**The tasks:**
1. In the essay on practice and muscle memory, rewrite the passage from "We have this" to "voluntarily and involuntarily.", swapping "hammer" for "wrench".
2. For each statement below, answer yes or no according to the essay on practice and muscle memory, and quote the words from the essay that settle it. (a) The essay holds that muscles can remember things. (b) Tying a shoe is named as a process done through "muscle memory." (c) The essay calls the overall concept that repetition leads to perfection correct.
3. Write the next part of the essay on practice and muscle memory, picking up after its final sentence.

**Page text:**
┄┄┄┄┄┄┄┄┄┄┄┄┄┄┄┄┄┄┄┄

I’m sure that you’ve heard it said before that practice makes perfect – and it seems like it should be true. After all, it sounds right, doesn’t it? Keep doing it over and over again and eventually you’ll get it down, right?

Well… Sort of.

There’s certainly a bit truth within the idea of this proclamation that repetition will ultimately lead to perfection, however the overall concept is incorrect. What we’re doing here is blending wishful thinking with physical science, and it doesn’t quite line up. It’s almost there, but you need to take it one step further. Let me explain why.

We have this thing that we call “muscle memory,” which is, in and of itself, also an inaccurately named term because muscles cannot remember anything – they’re more like tools. The hammer in your garage cannot do much of anything without your hand’s command and action to do so, as much as the car in your driveway cannot go to any particular destination without you driving it there (at least at this moment in time). These are tools that do what they are instructed to do and nothing else. They lack cognitive thought altogether and so do your muscles. My hands and fingers cannot act on their own, but the nerves within them can and that’s where the “muscle memory” truly comes from. The nervous system is what’s actually responsible for these cognitive actions that we conduct both voluntarily and involuntarily.

But I digress.

So we have these processes that we could basically perform in our sleep due to “muscle memory,” like tying a shoe, writing with a pencil, walking, talking, blinking, heart beating, breathing, so on and so on. Some of these are involuntary reactions or reflexes and some are repetitious motions that we’ve done SO MANY TIMES that our bodies have learned them on their own. That’s a pretty cool thing, if you think about it.

┄┄┄┄┄┄┄┄┄┄┄┄┄┄┄┄┄┄┄┄

**Record extracts:**
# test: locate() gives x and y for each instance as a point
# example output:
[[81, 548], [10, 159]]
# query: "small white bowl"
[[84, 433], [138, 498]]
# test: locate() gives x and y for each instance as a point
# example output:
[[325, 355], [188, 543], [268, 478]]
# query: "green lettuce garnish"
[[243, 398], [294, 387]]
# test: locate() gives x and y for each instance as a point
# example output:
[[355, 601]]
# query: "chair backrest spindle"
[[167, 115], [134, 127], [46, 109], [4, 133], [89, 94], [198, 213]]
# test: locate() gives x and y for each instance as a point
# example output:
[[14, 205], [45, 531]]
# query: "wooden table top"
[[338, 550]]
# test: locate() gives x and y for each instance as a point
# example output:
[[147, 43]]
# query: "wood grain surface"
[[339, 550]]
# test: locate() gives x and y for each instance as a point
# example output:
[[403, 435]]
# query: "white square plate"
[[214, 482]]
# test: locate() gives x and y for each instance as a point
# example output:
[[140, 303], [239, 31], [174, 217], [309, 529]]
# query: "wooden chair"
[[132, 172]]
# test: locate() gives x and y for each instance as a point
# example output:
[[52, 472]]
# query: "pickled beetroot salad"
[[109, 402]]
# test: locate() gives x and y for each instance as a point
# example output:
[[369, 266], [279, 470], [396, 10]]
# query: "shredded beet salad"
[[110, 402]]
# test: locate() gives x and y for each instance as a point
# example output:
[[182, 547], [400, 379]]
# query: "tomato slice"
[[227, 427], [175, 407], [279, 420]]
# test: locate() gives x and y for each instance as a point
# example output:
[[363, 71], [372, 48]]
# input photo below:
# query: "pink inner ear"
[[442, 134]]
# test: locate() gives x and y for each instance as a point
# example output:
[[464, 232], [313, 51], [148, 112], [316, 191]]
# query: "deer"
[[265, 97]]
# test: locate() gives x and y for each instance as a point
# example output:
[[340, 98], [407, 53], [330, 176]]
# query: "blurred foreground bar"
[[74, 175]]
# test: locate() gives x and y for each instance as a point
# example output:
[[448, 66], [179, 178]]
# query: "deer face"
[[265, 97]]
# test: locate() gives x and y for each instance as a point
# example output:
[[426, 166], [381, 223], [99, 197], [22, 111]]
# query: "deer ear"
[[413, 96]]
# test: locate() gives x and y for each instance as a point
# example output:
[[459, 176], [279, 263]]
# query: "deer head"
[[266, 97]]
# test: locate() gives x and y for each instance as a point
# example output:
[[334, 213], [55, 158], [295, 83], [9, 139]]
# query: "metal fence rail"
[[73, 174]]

┄┄┄┄┄┄┄┄┄┄┄┄┄┄┄┄┄┄┄┄

**Task-by-task results:**
1.
We have this thing that we call “muscle memory,” which is, in and of itself, also an inaccurately named term because muscles cannot remember anything – they’re more like tools. The wrench in your garage cannot do much of anything without your hand’s command and action to do so, as much as the car in your driveway cannot go to any particular destination without you driving it there (at least at this moment in time). These are tools that do what they are instructed to do and nothing else. They lack cognitive thought altogether and so do your muscles. My hands and fingers cannot act on their own, but the nerves within them can and that’s where the “muscle memory” truly comes from. The nervous system is what’s actually responsible for these cognitive actions that we conduct both voluntarily and involuntarily.

2.
(a) No: "muscles cannot remember anything"
(b) Yes: "like tying a shoe"
(c) No: "however the overall concept is incorrect"

3.
How in the world does this tie into what I began talking about in the first place? Stay with me, I’m about to tie it all in 🙂

You see, the idea that “practice makes perfect,” or the concept that repetitive action will cause you to “perfect” that action and thus achieve the end result of “learning” what you set out to do to begin with, is flawed for this very reason: What happens if you practice it wrong?

If I spend hours and hours, weeks and weeks, months and months training my hands to play a particular passage of a song but many of my notes are wrong, or much of the rhythmic syncopations are incorrect, or the phrasing is off or any number of things relating to the piece of music are incorrect, have I really successfully practiced the passage to perfection? Did practice really make perfect in this case? Unfortunately, no: I practiced imperfectly, therefore I suppose that in some way the phrase has been proven accurate in that since I practiced it “wrong” I am now perfectly wrong because of that practice. Confusing, isn’t it?

What if I spend a lot of time working on technique but practice that technique ineffectively, i.e. developing bad habits? Things like bending my right wrist all the time, chopping notes in fast runs, buzzing frets due to poor pressure in the left fingers or any multitude of possibilities for bad bass habits… I’m practicing those bad habits so my “muscle memory” is learning them.

However, that’s not the “perfection” that I had set out to learn, is it?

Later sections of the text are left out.